Stated task:
Please copy every row below word for word, omitting the pictures.

Listing:

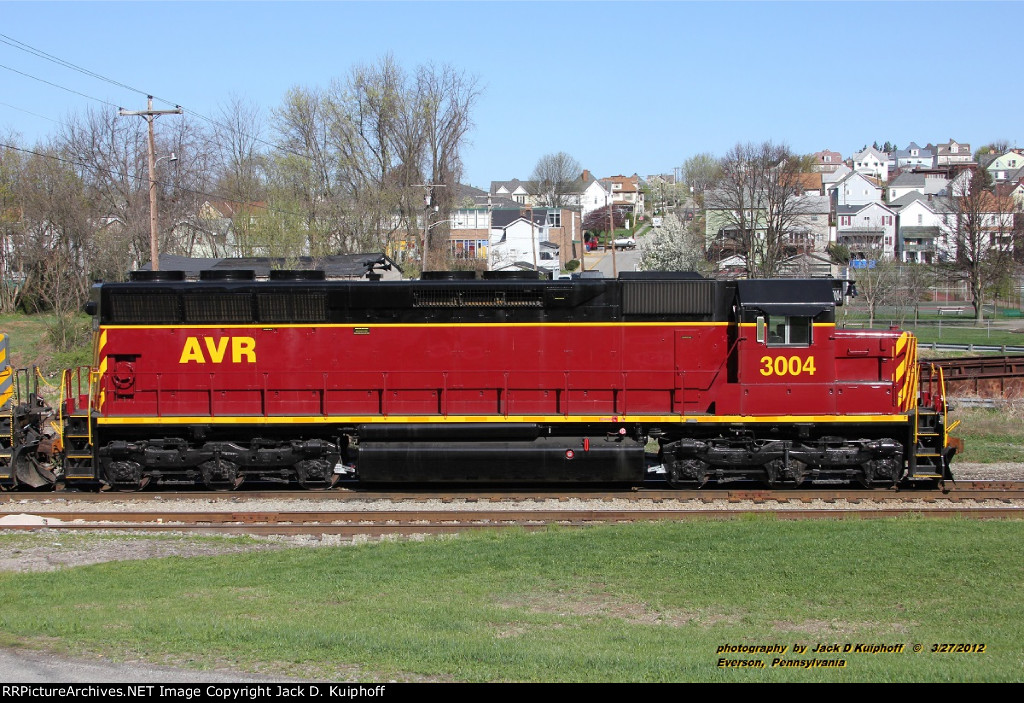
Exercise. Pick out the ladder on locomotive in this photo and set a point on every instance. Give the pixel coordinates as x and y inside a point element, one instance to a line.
<point>76,411</point>
<point>931,436</point>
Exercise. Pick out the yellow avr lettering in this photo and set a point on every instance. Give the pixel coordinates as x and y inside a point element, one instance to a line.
<point>243,350</point>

Reply to the exercise:
Exercise. Pick out the ladder on locomotive in this photo and set a point on every instance. Give the pixel coordinates as x and y inside a point element, one instance to a line.
<point>76,411</point>
<point>931,436</point>
Exercise. Pick out the yellow avr lettering in this photo and set a point on every instance. Give the pixel coordinates as x and y inside a point element, one instance to a line.
<point>243,350</point>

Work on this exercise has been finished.